• _MATERIAL FOR THE TASK_:
-- start --

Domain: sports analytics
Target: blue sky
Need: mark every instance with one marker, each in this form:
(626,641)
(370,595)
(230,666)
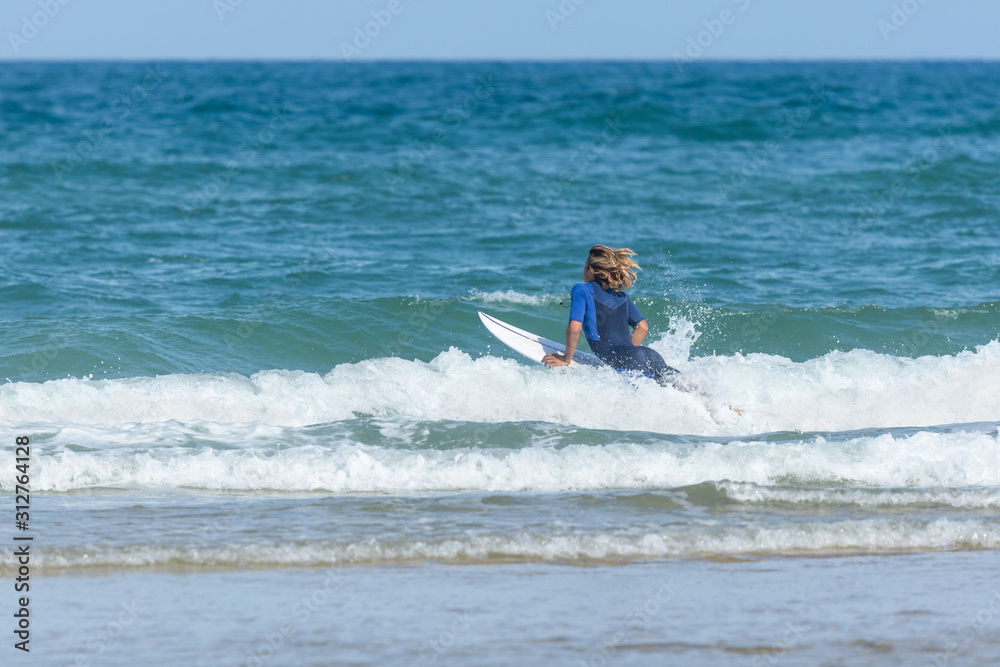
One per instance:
(499,29)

-- end --

• _WHAT THE TASK ASKS_: Could you copy out the data above word for word, leaving out the pictures?

• _SOLUTION_:
Domain: sports analytics
Target: blue sky
Need: mark every instance with one marker, each in this form:
(626,641)
(370,595)
(230,666)
One per instance:
(499,29)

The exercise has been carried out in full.